Image region labeling entries:
— BEGIN —
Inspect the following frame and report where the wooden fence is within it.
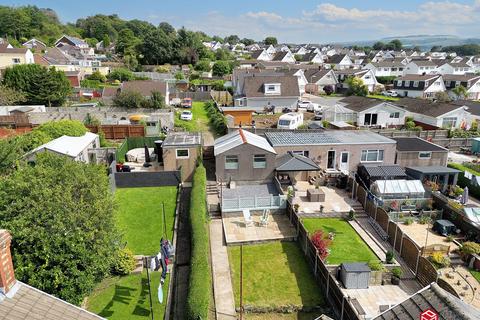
[287,202,360,320]
[87,124,145,139]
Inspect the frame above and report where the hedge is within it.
[448,163,480,199]
[187,163,212,320]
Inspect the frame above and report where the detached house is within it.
[234,74,300,109]
[443,74,480,100]
[393,74,446,99]
[335,69,378,92]
[403,60,438,75]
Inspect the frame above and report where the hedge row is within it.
[187,163,212,320]
[205,101,227,135]
[448,163,480,199]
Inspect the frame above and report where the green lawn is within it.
[228,242,324,307]
[367,94,400,101]
[115,187,177,255]
[303,218,378,264]
[87,271,170,320]
[175,101,209,132]
[468,269,480,283]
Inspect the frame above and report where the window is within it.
[418,151,432,159]
[360,150,383,162]
[442,117,457,128]
[253,154,267,169]
[225,156,238,170]
[176,149,190,159]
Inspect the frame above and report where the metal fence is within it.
[222,195,286,212]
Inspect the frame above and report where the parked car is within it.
[180,111,193,121]
[382,90,398,97]
[297,100,319,112]
[182,98,192,108]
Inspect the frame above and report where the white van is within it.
[277,112,303,129]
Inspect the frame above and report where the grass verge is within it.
[302,218,378,264]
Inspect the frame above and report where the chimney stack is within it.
[0,229,16,294]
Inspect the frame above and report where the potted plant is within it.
[391,267,403,285]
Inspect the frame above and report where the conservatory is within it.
[371,179,425,200]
— END —
** What the exercise asks **
Reproduce the listing from the line containing "Inspect the frame above and report where the white" through the end, inclusive, keeping every request line and shifting each bounding-box coordinate in the answers up by 117.

** Response to the task **
Inspect the frame above and report where the white van is within it.
[394,229,420,246]
Inspect the frame above and report where the grass verge is within it.
[419,335,495,381]
Inspect the frame above and report where the chimney stack is within it.
[117,346,133,411]
Inspect the frame above and report where the potted plant is within it.
[508,384,520,402]
Inspect the frame above and report where the conservatory is within it.
[488,296,542,317]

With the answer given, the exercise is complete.